* _Task to carry out_
Could you turn everything from the start of the entries down through the line containing "48], [76, 39]]" into a numbered list, leaving out any blank lines?

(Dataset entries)
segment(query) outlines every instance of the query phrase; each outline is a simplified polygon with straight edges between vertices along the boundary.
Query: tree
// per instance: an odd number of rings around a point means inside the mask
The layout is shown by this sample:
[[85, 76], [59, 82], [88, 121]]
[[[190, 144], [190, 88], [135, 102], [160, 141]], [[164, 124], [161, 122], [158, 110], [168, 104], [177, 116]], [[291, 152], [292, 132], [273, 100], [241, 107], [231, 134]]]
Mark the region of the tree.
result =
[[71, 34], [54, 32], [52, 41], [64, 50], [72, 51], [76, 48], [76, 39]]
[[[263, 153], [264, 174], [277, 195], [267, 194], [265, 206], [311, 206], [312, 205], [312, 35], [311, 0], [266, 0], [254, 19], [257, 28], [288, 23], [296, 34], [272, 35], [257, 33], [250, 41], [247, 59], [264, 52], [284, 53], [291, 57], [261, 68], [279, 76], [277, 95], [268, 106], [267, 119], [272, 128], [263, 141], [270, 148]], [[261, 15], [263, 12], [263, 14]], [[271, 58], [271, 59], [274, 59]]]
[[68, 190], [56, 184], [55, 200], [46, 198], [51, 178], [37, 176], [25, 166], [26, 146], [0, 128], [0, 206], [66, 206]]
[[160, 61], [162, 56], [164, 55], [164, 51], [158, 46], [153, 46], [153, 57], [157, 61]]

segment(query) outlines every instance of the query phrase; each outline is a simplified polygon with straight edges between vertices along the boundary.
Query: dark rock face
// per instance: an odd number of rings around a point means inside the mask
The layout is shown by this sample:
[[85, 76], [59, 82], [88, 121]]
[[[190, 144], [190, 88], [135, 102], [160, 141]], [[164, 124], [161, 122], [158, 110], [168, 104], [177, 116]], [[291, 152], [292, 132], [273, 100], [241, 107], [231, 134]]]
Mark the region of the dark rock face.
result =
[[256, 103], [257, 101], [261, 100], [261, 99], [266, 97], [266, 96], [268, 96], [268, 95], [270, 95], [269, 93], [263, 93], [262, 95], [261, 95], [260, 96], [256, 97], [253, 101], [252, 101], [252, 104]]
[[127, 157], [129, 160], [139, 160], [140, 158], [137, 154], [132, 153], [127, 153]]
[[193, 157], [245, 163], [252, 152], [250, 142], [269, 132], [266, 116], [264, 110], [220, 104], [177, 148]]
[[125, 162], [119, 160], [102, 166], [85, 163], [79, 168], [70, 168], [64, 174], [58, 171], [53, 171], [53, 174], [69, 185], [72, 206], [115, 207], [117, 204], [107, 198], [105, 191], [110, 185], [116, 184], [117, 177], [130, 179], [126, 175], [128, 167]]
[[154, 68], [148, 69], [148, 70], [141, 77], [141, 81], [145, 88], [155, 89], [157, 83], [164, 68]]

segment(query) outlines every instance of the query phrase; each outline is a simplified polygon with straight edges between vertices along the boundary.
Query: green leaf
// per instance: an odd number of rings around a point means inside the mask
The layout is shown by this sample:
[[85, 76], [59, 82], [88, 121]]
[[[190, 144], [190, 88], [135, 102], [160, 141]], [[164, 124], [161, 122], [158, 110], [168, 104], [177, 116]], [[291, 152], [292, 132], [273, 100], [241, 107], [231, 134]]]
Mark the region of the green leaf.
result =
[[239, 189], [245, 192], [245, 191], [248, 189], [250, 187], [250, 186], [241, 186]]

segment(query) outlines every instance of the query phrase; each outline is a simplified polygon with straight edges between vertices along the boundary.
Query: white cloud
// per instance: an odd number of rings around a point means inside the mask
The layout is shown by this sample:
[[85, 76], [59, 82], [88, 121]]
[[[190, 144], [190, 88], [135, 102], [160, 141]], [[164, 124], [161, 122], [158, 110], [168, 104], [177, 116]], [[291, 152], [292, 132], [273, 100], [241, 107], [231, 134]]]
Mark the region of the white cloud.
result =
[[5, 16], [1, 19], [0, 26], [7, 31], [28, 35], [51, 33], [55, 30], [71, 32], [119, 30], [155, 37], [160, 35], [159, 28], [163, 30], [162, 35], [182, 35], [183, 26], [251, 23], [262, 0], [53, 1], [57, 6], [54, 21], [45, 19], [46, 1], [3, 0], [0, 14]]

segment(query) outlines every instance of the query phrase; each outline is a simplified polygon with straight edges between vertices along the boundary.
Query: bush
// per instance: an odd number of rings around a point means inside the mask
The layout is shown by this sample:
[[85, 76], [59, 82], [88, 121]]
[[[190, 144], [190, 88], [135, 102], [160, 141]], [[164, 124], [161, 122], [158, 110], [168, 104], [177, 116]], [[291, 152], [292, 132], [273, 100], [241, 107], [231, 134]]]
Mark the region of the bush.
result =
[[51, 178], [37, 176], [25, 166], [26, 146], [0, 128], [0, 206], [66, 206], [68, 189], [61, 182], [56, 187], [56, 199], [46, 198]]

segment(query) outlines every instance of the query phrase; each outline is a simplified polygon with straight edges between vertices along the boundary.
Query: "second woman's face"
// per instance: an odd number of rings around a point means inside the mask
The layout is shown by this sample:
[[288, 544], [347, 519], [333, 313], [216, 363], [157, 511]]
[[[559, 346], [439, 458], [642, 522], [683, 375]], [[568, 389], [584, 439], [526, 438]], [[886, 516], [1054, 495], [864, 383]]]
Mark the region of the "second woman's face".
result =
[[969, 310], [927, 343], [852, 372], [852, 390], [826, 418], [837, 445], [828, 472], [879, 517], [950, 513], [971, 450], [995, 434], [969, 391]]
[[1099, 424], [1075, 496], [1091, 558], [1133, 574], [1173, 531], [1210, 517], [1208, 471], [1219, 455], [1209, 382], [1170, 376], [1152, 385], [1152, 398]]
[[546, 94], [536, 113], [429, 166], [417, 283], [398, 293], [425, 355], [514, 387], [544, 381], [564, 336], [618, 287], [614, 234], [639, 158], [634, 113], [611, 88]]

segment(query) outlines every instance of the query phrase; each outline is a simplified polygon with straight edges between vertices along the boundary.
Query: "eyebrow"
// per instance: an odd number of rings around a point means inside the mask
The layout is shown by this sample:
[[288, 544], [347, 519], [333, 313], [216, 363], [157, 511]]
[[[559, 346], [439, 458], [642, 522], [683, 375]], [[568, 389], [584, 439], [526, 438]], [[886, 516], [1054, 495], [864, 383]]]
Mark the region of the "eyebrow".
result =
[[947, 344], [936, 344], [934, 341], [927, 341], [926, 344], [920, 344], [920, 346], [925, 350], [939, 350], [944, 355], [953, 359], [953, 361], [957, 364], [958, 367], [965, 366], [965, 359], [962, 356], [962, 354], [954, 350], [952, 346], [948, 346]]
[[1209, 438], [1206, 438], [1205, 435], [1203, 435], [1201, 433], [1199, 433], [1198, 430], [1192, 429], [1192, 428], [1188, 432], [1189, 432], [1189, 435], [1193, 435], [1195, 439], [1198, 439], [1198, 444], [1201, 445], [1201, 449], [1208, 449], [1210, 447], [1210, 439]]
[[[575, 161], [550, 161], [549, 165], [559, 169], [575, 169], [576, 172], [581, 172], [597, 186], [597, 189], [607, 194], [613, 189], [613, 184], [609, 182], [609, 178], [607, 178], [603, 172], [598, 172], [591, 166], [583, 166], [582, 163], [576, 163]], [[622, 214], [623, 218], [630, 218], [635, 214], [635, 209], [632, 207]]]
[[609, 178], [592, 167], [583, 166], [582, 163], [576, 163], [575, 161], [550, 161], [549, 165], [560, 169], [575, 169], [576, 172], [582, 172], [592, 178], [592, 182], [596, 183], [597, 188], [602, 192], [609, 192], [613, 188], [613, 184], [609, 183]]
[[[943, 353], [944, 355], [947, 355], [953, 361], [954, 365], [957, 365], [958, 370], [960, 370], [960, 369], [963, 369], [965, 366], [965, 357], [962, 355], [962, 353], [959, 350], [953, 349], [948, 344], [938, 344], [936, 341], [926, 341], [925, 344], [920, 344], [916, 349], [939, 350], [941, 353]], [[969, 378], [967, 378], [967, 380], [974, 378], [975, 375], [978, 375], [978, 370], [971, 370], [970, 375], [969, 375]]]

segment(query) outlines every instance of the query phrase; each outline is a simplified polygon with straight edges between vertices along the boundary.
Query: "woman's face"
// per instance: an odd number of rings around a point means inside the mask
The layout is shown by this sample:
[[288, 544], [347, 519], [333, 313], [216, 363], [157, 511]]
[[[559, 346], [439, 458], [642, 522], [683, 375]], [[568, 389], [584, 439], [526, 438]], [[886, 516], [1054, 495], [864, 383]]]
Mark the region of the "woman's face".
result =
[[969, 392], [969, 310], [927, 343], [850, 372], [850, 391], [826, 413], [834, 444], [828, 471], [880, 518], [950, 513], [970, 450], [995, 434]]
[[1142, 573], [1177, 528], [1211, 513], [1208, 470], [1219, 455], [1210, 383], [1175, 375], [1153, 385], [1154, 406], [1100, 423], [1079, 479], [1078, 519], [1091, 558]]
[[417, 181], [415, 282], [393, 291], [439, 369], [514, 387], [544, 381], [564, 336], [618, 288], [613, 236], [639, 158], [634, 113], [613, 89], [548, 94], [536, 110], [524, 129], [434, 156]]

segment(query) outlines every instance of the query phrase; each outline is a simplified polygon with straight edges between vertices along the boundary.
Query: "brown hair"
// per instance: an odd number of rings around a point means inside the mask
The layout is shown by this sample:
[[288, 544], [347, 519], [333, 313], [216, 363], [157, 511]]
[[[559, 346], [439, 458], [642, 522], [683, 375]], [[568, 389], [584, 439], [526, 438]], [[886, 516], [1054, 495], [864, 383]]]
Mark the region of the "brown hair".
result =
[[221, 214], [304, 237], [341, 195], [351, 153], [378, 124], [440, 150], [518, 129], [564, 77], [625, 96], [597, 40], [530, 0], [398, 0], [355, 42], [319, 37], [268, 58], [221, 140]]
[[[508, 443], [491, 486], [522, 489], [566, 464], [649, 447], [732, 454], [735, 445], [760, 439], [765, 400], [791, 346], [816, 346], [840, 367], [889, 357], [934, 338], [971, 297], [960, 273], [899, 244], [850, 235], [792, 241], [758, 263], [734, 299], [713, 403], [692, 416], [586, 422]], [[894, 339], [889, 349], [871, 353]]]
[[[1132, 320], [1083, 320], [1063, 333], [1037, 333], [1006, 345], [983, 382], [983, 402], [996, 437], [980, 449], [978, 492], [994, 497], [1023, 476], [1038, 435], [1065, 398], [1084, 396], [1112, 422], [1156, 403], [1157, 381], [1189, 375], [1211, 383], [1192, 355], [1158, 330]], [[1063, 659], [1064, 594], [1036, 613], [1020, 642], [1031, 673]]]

* _Response to this task_
1. segment(query) outlines every instance of the query phrase; each outline is a simplified polygon with straight edges between vertices along the boundary.
2. Query: tree
3. // per instance: an odd number of rings around a point means inside the mask
4. The layout is shown by this sample:
5. [[85, 76], [59, 82], [88, 121]]
6. [[[190, 144], [190, 88], [135, 102], [160, 141]], [[164, 124], [161, 122], [158, 110], [168, 104], [177, 116]], [[291, 152], [292, 132], [273, 100], [241, 107], [231, 134]]]
7. Mark the region of the tree.
8. result =
9. [[71, 34], [54, 32], [52, 41], [64, 50], [72, 51], [76, 48], [76, 39]]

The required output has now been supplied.